In full and without deviation, write out the entries that follow.
■ ■ ■
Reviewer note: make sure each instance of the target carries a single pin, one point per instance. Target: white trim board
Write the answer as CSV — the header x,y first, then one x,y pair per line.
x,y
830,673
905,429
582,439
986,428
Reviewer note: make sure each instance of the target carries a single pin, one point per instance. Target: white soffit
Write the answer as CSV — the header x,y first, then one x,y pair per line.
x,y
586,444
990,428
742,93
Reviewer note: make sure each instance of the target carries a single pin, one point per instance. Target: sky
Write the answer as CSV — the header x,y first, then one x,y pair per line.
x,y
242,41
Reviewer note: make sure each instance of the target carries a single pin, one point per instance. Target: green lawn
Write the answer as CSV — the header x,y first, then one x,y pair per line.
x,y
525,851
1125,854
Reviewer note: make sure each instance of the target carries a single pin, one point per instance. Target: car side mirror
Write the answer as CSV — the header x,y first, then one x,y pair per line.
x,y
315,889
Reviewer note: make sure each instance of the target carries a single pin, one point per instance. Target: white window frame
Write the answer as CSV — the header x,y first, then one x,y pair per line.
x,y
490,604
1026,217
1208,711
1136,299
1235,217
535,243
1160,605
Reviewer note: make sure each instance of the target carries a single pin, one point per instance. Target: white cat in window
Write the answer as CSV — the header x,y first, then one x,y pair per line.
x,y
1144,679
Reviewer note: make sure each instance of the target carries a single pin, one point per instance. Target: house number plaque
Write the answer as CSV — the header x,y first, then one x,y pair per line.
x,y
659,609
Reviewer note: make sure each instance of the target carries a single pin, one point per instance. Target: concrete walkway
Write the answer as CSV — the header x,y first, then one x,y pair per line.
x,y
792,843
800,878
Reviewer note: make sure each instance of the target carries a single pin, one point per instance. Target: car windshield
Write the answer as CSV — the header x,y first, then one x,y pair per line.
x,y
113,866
■ ■ ■
» **RESPONSE BELOW**
Reviewer note: make sure each instance of the target carries a single pin, one point per instance. Target: white trim board
Write the answer as CSV — the header x,y first, then one x,y pair per line.
x,y
830,673
905,429
582,439
986,428
Reviewer note: make sure each instance of the target carries a single pin, one point per instance. Target: white soffit
Write the answer as CSV — the header x,y first, then one x,y pair per line.
x,y
586,444
990,428
742,93
Reviewer note: make sure each instance of the target carries a single pin, one point per instance. Target: sky
Write the answer as CSV — the header x,y first, then one x,y pair per line.
x,y
242,41
Reviewer note: make sure each instance of the target carries a single pin, one point per instance. Target: green lawn
Write the answer as CSV — the header x,y first, then one x,y pair per line.
x,y
525,851
1125,854
Reviewer note: make sure each instance of the target carries a single pin, one point per instance. Target: car side mirror
Write the answer as CSV — the header x,y first, then one x,y pair per line.
x,y
315,889
Reviewer note: make sure each instance of the target carries a single pin, one point per instance. Target: white window frame
Write the answer as CSV — the header x,y first, then one x,y pair per line.
x,y
490,604
1026,217
1208,711
1136,299
1235,217
535,243
1160,605
Reviewer note: make sure each instance of the target carries a single pin, one point per instance. Target: white cat in window
Write the answer as CSV — the header x,y first, then one x,y pair per line.
x,y
1144,679
Reviewer note: make sure each instance of the target carries a single pin, one point per instance. Target: house number plaque
Write the answer as CSV — the header x,y first, then one x,y pair per line.
x,y
659,609
Reviewer note: make sure each instance of the target carries a single pin, one point per instance. Target: concrete walkway
Write the answer as CSV — the header x,y first, then one x,y pair per line.
x,y
792,843
800,878
Reviewer note: make sure each instance of the target carries a single pin, one point per instance. Target: car windshield
Write the answer as CSV — the header x,y first, then one x,y pair per line.
x,y
113,866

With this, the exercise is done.